▸ **EXERCISE SET**
1. In the passage on China's consumption slump, give the part that opens with the words containing "The urgency is" and closes with "traditional spending patterns." again, substituting "motor vehicles" for "automobiles".
2. Proceed with the passage on China's weakening consumer demand, picking up after its final paragraph.

(SUPPLIED TEXT Opens)

When Qiushi, the Chinese Communist Party’s flagship theoretical journal, publishes an editorial titled “Boosting Consumption with Greater Intensity,” the global markets pay attention. This is not merely routine state media rhetoric; it serves as a high-level signal that the leadership is preparing to deploy significant policy ammunition to combat a deepening domestic demand crisis.
The urgency is underscored by a sobering statistical reality: in May 2024, social retail sales growth turned negative for the first time since the zero-COVID period of 2022. This contraction was driven largely by a slump in big-ticket items like automobiles and appliances, signaling that Chinese households are no longer willing—or able—to drive the economy through traditional spending patterns.
Beneath the surface of weak retail data lies a structural shift in the Chinese labor market. The rise of “flexible employment,” which now encompasses nearly 40% of the urban workforce, reflects a widening gap between job supply and demand during China’s painful transition toward a high-tech economy. With income growth stagnating and employment stability vanishing, the precautionary savings motive has overridden the impulse to spend.
Perhaps most critically, the Qiushi commentary acknowledges a long-avoided truth: the wealth effect from real estate has turned negative. For two decades, rising property values provided the collateral and confidence for middle-class spending. Now, the current deep adjustment in housing has wiped out trillions in paper wealth, leading to a defensive contraction of household balance sheets.

(SUPPLIED TEXT Closes)
(GIVEN RECORDS Opens)

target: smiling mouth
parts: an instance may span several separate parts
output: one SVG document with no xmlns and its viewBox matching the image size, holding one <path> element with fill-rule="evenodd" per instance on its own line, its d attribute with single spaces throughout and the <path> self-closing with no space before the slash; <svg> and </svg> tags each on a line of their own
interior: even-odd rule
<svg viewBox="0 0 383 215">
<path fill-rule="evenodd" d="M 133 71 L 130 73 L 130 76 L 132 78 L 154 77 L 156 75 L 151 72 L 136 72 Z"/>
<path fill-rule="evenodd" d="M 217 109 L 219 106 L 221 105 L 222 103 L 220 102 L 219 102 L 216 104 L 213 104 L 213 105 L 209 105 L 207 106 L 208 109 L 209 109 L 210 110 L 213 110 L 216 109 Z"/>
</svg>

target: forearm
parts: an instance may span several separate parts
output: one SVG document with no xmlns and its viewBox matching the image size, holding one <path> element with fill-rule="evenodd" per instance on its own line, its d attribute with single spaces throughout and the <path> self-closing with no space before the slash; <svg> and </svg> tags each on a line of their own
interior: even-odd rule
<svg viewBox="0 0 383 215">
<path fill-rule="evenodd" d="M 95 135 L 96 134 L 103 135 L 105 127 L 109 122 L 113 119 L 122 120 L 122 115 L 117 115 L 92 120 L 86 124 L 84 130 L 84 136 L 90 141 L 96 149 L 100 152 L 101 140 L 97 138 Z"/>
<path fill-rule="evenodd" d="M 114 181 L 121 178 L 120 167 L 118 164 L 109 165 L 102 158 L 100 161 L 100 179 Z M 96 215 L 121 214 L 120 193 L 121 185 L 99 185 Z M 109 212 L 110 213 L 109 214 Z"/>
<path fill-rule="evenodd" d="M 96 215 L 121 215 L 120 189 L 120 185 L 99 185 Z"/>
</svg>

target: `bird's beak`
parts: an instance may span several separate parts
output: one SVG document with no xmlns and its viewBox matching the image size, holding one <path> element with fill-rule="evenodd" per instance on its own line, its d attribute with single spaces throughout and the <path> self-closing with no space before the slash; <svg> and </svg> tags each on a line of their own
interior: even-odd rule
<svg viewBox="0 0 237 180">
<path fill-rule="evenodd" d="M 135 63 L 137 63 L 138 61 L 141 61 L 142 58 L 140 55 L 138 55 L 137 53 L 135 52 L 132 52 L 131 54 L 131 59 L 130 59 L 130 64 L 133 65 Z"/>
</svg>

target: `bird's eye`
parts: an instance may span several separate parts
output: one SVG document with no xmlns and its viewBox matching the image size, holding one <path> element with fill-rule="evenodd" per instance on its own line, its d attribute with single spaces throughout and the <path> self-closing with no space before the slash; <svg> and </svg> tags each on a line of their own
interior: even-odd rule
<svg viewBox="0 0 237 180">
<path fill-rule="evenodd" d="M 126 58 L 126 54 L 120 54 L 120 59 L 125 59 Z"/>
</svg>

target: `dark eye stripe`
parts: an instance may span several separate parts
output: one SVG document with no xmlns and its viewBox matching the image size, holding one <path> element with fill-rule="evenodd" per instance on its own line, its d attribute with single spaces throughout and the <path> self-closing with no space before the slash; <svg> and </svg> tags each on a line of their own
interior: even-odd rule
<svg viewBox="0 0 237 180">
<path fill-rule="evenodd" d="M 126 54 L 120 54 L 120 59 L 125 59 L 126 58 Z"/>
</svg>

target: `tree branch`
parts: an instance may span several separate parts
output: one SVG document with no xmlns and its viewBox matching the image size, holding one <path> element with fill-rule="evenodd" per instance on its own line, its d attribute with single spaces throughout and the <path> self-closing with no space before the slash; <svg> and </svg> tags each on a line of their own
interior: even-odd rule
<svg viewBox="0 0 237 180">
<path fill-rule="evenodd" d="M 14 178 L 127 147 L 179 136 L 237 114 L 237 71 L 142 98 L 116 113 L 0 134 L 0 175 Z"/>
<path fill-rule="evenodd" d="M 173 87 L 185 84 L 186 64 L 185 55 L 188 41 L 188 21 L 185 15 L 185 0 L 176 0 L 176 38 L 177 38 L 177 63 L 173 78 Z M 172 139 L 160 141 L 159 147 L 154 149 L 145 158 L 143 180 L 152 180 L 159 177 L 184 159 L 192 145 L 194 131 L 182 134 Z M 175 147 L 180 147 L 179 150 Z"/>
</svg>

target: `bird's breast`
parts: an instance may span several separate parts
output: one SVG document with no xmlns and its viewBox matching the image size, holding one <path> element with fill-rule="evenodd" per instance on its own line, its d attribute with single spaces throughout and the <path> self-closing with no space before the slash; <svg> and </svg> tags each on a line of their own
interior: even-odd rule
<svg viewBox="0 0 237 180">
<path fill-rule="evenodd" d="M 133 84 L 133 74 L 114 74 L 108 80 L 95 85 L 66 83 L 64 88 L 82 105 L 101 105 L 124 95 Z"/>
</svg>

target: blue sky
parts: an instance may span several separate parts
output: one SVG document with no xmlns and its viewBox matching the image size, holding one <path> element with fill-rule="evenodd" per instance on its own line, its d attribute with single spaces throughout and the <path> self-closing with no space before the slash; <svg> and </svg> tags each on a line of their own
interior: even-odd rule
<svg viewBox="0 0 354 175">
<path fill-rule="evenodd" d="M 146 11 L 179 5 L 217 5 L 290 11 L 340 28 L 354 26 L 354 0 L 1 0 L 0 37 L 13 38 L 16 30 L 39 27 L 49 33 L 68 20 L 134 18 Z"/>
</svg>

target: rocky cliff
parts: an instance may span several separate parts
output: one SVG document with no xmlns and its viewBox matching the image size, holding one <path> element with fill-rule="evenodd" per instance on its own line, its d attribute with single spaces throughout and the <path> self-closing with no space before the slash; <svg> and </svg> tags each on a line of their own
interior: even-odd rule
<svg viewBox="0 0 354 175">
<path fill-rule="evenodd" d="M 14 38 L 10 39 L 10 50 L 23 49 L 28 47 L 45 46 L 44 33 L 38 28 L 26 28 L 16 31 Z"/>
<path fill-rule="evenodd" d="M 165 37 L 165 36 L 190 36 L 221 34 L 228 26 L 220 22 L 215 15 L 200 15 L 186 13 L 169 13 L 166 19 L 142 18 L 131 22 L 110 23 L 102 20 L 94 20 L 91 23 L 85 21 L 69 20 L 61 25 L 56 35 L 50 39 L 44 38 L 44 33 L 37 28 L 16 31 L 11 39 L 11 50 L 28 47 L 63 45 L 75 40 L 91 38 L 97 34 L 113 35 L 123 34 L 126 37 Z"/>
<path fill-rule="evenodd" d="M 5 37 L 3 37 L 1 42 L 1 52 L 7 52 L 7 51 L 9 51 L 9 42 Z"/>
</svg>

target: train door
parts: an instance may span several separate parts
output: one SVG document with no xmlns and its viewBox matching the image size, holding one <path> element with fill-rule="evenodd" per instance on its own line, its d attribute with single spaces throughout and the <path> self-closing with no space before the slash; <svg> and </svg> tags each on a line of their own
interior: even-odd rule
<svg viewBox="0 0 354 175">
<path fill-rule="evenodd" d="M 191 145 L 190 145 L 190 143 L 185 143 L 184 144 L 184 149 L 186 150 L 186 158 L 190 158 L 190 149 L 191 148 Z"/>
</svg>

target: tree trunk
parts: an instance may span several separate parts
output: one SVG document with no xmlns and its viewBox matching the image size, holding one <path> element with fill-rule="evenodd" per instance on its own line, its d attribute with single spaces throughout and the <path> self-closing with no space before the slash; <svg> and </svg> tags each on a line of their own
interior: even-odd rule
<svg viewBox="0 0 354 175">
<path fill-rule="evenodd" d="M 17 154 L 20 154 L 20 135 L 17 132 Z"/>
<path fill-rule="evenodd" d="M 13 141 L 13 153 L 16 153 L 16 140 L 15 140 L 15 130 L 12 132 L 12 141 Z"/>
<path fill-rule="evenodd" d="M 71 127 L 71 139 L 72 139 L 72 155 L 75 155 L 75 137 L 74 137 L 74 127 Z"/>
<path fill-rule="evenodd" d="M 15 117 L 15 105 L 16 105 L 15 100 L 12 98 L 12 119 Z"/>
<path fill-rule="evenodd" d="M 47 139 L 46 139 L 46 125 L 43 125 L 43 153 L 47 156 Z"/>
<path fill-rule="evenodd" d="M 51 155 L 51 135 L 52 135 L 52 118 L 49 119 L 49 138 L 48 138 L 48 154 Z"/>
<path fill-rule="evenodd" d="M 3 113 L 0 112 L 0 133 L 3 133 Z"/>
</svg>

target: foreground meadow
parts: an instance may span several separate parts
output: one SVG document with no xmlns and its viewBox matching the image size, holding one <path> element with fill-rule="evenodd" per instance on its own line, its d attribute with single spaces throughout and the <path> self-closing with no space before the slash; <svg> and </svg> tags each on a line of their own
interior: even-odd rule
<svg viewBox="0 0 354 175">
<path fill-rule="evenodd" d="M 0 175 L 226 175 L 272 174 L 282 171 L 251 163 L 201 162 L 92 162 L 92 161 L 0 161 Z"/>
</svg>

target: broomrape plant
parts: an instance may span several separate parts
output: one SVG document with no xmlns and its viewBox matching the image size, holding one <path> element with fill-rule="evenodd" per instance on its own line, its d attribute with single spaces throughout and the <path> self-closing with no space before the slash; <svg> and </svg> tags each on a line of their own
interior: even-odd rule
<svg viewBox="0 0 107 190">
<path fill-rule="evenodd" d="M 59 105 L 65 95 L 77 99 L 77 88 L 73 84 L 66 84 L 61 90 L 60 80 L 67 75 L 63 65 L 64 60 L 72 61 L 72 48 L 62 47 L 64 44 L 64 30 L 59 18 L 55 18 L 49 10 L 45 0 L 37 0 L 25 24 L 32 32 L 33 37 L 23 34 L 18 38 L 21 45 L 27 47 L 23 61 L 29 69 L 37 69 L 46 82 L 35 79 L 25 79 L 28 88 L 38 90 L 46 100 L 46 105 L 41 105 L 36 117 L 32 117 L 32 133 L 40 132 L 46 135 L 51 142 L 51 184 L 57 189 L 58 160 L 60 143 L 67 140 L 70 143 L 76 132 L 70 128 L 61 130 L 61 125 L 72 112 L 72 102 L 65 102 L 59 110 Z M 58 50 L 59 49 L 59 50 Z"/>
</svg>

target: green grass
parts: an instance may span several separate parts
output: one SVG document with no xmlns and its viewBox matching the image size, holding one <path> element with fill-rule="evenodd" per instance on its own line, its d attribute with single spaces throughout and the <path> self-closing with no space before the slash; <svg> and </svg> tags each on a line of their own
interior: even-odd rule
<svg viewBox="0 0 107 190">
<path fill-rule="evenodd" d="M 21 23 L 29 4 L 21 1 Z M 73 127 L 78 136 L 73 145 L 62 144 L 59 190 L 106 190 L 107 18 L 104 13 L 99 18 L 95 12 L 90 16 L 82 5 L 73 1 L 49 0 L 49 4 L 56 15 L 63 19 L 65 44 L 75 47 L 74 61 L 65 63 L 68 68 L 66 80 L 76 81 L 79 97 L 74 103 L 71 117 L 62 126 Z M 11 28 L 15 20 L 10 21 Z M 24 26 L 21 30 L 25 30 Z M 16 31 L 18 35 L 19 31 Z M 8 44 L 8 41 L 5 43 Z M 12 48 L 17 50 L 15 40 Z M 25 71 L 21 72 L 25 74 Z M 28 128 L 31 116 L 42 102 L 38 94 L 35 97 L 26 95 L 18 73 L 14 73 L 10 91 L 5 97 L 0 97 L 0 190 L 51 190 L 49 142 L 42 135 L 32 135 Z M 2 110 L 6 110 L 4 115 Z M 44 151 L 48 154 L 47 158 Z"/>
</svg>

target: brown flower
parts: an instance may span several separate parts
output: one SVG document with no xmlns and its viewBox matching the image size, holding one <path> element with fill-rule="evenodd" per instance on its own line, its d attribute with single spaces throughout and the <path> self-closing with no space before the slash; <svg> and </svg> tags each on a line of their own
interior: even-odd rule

(GIVEN RECORDS Closes)

▸ **ANSWERS TO THE TASKS**
1.
The urgency is underscored by a sobering statistical reality: in May 2024, social retail sales growth turned negative for the first time since the zero-COVID period of 2022. This contraction was driven largely by a slump in big-ticket items like motor vehicles and appliances, signaling that Chinese households are no longer willing—or able—to drive the economy through traditional spending patterns.

2.
To reverse this negative spiral, Beijing is signaling a tactical pivot from merely managing financial risks to actively stabilizing asset prices. The focus is shifting toward repairing the household balance sheet through aggressive housing inventory buybacks and potential income-boosting programs. This suggests that the 15th Five-Year Plan will prioritize employment first and income growth as the primary pillars of national security.
The goal is no longer to spark another property boom, which would be unsustainable and risky. Instead, the state aims to stop the bleeding in asset prices to prevent a deflationary feedback loop. By stabilizing the floor of the housing market, Beijing hopes to restore the confidence required for the domestic circular economy to function without a reliance on volatile external demand.